Given records ▸
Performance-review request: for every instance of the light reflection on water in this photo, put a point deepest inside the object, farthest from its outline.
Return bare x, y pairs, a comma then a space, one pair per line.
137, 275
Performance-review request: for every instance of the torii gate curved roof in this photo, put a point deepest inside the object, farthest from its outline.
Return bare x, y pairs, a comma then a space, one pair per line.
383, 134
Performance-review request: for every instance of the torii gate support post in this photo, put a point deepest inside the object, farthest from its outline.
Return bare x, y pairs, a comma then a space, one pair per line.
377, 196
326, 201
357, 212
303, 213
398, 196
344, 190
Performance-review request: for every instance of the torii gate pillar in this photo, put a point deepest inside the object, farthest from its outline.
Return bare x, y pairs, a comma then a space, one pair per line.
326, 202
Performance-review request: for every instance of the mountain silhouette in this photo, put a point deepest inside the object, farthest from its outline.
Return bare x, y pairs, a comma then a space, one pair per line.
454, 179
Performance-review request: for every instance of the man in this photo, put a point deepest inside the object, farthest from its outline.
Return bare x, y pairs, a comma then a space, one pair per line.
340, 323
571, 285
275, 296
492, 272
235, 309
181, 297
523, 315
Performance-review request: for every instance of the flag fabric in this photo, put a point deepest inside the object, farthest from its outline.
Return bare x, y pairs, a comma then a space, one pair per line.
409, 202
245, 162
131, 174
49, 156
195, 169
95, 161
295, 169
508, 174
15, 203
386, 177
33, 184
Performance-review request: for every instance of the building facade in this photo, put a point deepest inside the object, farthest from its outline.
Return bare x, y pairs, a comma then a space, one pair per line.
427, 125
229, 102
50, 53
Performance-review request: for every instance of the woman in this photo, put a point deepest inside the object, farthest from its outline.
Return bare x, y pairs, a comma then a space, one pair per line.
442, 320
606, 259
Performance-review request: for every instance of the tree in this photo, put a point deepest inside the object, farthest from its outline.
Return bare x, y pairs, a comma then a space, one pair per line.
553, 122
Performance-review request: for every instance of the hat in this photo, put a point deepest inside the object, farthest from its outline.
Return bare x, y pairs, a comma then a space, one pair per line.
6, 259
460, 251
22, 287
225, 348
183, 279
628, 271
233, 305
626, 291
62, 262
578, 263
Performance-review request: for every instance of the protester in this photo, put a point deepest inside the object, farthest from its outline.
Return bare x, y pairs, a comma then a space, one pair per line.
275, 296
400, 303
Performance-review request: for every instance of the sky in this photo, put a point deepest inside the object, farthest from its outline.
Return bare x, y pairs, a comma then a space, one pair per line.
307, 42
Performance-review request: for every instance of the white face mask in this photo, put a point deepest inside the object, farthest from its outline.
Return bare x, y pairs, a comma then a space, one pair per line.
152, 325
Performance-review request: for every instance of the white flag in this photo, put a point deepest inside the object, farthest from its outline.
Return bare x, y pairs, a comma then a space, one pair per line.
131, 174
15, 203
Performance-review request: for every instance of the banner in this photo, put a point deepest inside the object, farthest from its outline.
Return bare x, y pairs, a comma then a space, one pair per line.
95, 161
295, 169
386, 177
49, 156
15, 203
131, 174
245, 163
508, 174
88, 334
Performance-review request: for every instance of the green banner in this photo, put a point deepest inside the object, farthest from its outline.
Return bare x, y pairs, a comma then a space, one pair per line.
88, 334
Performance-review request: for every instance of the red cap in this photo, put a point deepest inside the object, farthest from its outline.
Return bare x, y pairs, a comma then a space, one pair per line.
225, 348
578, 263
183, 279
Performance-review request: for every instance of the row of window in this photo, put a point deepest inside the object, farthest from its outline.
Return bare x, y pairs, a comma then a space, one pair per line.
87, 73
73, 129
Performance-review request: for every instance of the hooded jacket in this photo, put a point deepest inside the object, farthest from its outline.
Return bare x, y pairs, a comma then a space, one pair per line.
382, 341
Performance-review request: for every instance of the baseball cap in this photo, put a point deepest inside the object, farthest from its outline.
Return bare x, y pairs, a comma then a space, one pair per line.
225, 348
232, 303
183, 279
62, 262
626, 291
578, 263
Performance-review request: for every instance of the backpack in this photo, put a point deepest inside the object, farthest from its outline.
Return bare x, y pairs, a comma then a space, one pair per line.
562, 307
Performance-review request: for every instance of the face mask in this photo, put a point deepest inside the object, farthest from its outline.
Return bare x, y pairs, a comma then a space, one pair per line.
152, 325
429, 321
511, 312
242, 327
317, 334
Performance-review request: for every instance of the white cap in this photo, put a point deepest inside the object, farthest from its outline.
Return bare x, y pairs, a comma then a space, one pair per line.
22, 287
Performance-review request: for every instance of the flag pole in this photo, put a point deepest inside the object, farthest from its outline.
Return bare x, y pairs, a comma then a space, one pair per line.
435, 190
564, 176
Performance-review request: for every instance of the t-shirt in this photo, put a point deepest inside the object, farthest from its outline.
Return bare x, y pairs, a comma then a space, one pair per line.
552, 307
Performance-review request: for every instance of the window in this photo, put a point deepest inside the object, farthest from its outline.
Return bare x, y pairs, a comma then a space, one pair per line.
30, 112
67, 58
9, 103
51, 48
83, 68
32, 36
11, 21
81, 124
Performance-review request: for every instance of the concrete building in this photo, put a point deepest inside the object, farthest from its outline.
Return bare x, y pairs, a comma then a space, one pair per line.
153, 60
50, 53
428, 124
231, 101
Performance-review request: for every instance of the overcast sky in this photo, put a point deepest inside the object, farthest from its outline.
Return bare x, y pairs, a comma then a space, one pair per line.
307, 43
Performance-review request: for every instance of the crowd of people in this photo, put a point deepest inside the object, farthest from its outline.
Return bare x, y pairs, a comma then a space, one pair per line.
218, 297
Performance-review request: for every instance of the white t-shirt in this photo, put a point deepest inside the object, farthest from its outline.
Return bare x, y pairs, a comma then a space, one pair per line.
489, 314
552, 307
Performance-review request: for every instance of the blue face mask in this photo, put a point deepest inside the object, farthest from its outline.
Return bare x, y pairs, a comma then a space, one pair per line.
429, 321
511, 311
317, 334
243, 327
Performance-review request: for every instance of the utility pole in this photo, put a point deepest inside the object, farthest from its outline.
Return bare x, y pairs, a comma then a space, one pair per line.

Work to do ▸
Output the line holding "Performance-review request: for every instance of the concrete", then every later line through the end of the records above, exactly as given and nothing else.

Complete response ▸
Performance-review request: for every instance of the concrete building in this photo, put a point deepest inside the object, farthest from its outline.
Return bare x, y pairs, a comma then a space, one pair per line.
153, 60
50, 53
428, 124
231, 101
Performance-review request: for every instance of the overcast sky in this photo, put a point deepest inside the object, farthest from its outline.
Return bare x, y pairs, a comma then a space, one pair per line.
307, 43
Performance-review request: for every instance of the crowd of people in this photo, put a point deepest inside the object, farthest from its outline.
Return bare x, y pairs, a comma then a space, one pair per line.
218, 297
Performance-review request: for every instance of the white t-shirt in this photo, put a point deepest inside the object, farthest from its outline.
Return bare x, y pairs, a comma then a space, one pair per line.
489, 314
552, 307
Performance-review request: for every instance of the blue face mask in this photo, put a point deepest inside the object, farthest from its outline.
Return bare x, y pairs, a comma then a space, one pair per line.
429, 321
511, 311
317, 334
243, 327
Performance-review request: for every instance of the utility pole in this photo, put a point deepest inside the object, farthest from its outline.
Return bare x, y pairs, a comma then a space, one pair per line.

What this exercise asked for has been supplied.